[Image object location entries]
>>>>>

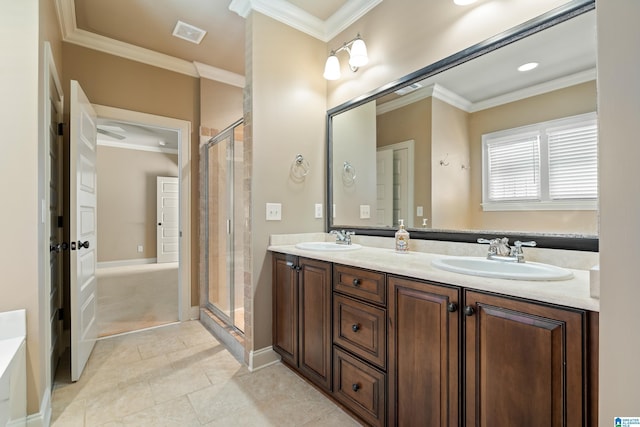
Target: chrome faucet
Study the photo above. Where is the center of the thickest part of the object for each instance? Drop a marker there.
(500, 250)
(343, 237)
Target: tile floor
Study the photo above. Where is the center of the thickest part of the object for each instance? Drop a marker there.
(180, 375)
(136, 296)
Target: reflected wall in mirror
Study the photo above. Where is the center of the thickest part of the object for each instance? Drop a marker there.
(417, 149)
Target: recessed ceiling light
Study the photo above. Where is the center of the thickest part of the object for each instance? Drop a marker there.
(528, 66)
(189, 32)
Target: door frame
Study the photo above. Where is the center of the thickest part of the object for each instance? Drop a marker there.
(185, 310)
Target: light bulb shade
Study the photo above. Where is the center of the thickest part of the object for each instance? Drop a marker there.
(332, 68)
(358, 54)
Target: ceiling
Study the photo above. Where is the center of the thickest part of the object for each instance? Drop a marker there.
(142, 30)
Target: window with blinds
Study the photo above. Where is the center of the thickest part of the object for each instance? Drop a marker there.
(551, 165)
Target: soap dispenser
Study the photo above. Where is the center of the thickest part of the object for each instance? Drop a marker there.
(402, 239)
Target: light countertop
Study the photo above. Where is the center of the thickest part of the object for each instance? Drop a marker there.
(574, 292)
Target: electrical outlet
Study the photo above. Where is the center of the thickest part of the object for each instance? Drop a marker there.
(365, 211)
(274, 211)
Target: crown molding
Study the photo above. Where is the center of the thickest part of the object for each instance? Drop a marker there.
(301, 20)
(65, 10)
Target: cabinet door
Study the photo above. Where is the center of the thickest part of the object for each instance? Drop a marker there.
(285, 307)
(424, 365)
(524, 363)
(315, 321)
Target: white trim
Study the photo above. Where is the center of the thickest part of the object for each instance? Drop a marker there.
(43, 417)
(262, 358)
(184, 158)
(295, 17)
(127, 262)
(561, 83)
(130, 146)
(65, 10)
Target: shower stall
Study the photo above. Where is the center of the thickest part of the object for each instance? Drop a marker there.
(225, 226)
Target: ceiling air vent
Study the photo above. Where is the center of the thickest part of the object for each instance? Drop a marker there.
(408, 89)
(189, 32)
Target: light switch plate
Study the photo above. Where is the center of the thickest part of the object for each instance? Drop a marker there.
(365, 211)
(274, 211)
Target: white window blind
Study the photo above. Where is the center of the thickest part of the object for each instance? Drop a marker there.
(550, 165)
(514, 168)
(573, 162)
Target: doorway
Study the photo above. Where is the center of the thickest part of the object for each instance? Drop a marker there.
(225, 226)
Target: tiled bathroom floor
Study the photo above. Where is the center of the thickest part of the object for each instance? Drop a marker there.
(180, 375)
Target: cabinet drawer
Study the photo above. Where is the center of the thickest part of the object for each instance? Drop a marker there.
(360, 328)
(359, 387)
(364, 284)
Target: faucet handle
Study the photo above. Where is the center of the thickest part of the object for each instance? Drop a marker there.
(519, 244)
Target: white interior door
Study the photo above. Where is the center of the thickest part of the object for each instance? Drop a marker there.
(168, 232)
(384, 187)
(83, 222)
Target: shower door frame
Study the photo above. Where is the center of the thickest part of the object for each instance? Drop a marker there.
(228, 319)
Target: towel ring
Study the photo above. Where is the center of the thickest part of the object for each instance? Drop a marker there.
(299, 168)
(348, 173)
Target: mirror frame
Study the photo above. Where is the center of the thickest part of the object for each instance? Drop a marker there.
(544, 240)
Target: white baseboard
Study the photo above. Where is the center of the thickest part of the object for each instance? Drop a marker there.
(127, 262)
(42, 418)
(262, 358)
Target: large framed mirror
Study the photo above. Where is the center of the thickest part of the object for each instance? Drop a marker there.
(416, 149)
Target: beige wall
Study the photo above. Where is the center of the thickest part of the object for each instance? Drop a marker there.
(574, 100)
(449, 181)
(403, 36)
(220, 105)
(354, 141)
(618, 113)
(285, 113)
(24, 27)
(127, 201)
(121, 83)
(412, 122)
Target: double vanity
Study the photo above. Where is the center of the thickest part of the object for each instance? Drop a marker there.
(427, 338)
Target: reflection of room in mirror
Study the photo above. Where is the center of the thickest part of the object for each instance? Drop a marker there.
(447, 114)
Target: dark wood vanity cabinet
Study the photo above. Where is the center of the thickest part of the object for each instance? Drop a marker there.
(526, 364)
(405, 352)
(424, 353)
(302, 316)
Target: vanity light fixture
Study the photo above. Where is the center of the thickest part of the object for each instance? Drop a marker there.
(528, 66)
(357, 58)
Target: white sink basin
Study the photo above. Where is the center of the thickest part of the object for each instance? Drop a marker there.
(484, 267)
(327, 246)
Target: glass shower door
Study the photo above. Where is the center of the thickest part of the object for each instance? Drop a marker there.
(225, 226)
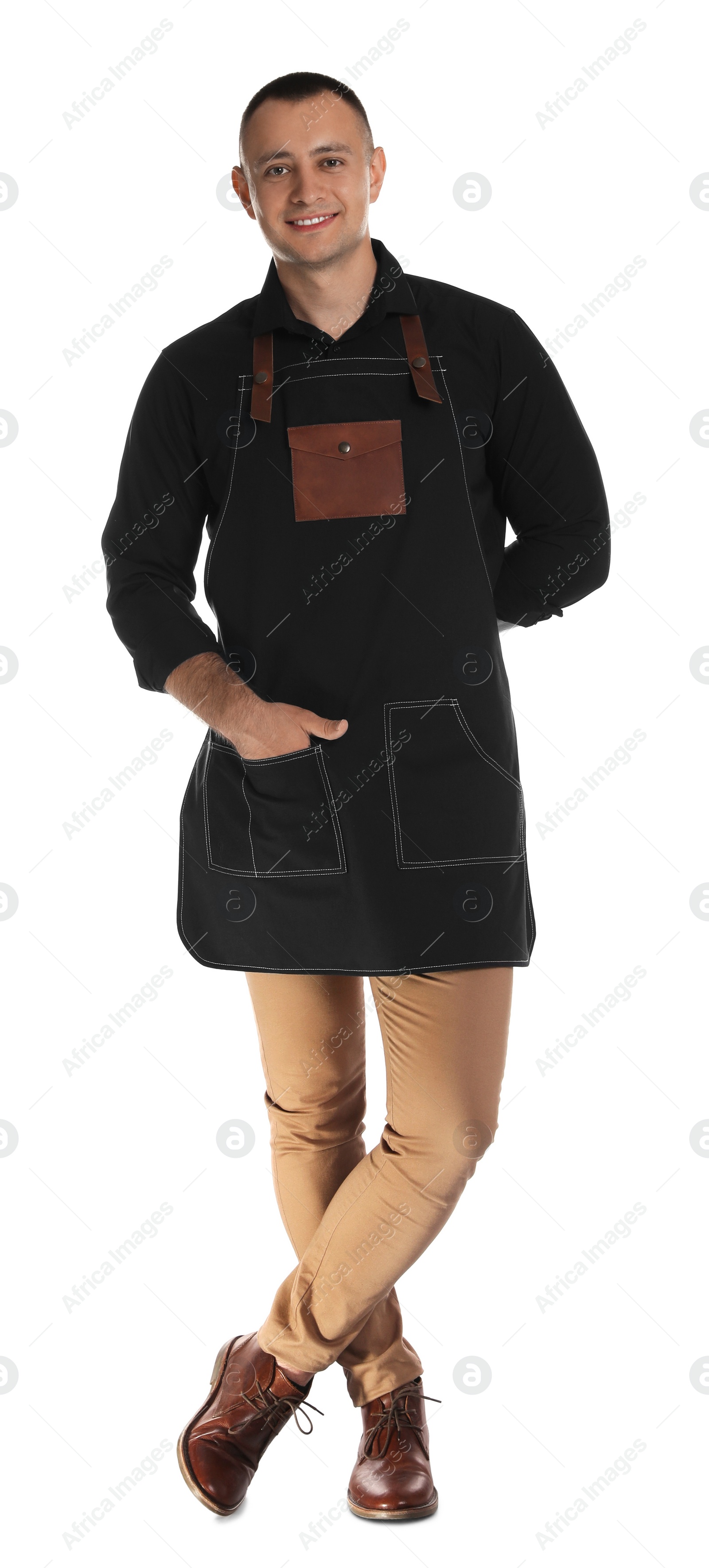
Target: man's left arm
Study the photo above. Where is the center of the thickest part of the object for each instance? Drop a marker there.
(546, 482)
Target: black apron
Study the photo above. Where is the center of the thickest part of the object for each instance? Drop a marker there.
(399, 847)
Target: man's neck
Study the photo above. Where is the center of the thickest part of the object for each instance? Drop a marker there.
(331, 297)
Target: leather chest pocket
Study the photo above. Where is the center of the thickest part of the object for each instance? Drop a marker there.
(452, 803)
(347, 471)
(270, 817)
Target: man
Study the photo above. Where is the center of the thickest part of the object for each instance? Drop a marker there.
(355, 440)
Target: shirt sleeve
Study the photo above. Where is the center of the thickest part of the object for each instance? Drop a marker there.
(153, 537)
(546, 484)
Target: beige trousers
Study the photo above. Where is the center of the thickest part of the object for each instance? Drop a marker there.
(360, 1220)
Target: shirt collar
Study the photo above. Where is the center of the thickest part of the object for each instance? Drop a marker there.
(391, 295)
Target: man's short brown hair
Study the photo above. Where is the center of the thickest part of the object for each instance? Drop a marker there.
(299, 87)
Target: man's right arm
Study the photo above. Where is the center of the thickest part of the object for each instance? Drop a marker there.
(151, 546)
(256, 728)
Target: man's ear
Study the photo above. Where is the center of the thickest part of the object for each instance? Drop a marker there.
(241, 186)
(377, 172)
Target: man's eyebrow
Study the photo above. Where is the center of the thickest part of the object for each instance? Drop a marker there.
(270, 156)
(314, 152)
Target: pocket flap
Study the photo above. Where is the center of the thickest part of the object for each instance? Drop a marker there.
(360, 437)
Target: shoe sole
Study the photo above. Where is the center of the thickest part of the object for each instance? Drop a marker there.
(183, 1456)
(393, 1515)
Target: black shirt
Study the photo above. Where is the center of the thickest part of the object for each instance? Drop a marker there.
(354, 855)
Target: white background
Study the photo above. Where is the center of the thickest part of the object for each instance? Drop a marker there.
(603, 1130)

<<<<<

## GOAL
Retype only the lines running from the line with "Target: pocket flap" to the end of the listing, including both of those lines.

## REPLY
Target: pocket flap
Study the photo above. Where is the center of the thickest part of the object for each instance? Drop a marker there.
(360, 437)
Target: shoe sole
Study the photo above. Where is the center of the thickest part of the object for each instance? Drop a marker there.
(183, 1456)
(393, 1515)
Target: black shirt
Study the photo above. Where is the center of the thickest part of the object for each instance? Drop a marker there.
(354, 855)
Target: white background
Study the photo above. Where is the center of the thickest part of the object for each instance? Drop a marker there.
(603, 1130)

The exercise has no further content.